Che senso avrebbe per questa persona e che tipo di utilità potrebbe ricavare nel rispettare un patto sociale relativo al non uccidere se il suo fine ultimo nell'esistenza e che desse qualche valore positivo alla sua vita fosse proprio quello di ammazzare qualcuno?

Per questo esistono persone che questi patti sociali non li rispettano. Nell'insieme a queste persone, in relazione ai loro fini e priorità, non conviene o non ha un qualche senso rispettarli.

Delle persone sono solo diverse, non direi che sono cattive in sé, nel conseguire i loro fini esistenziali sono solo dannose rispetto a quel che desideriamo e vogliamo noi, così come lo sarebbe una zanzara che ci punge. La zanzara se posso, io la schiaccio, ecco tutto, ma dire che "la zanzara è cattiva" non so bene che significhi, a me sembra solo che la zanzara col suo modo di fare danneggia me e il senso di bene che attribuisco io all'esistenza va contro quello della zanzara, ma lo stesso discorso vale secondo me anche per gli esseri umani che arrecano disturbo nei più svariati sensi.

## Contenuto dei dati:

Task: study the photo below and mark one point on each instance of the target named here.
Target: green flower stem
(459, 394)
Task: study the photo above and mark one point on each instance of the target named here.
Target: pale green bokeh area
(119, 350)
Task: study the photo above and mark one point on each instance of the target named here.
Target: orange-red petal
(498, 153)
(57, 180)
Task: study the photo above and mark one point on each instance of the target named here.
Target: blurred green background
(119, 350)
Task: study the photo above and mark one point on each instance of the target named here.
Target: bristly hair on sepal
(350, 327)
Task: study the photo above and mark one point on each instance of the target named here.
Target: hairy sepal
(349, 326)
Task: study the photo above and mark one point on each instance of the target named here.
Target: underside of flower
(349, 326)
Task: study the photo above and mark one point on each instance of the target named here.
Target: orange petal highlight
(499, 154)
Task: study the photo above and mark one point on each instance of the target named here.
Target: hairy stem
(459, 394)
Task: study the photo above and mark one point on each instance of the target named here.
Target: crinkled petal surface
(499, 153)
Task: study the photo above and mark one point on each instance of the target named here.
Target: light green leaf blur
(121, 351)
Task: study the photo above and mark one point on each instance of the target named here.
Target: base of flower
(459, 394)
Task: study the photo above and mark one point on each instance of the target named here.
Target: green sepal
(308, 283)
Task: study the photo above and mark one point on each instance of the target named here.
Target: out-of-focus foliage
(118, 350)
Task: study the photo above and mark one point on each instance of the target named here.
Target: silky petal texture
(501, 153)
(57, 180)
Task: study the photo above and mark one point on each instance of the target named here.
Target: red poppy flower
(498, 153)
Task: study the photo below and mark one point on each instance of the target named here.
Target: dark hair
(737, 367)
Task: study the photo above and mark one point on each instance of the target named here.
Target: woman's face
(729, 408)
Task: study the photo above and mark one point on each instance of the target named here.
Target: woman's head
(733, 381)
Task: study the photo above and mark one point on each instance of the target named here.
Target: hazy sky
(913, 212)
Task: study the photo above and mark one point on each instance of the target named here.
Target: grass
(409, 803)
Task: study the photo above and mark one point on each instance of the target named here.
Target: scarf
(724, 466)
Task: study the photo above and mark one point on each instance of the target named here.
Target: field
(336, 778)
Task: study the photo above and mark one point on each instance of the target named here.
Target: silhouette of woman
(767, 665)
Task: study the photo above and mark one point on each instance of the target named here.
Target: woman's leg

## Obiettivo del compito:
Traduci in inglese questa frase del brano sui patti sociali: «Per questo esistono persone che questi patti sociali non li rispettano.»

## Soluzione proposta:
This is why there are people who do not respect these social pacts.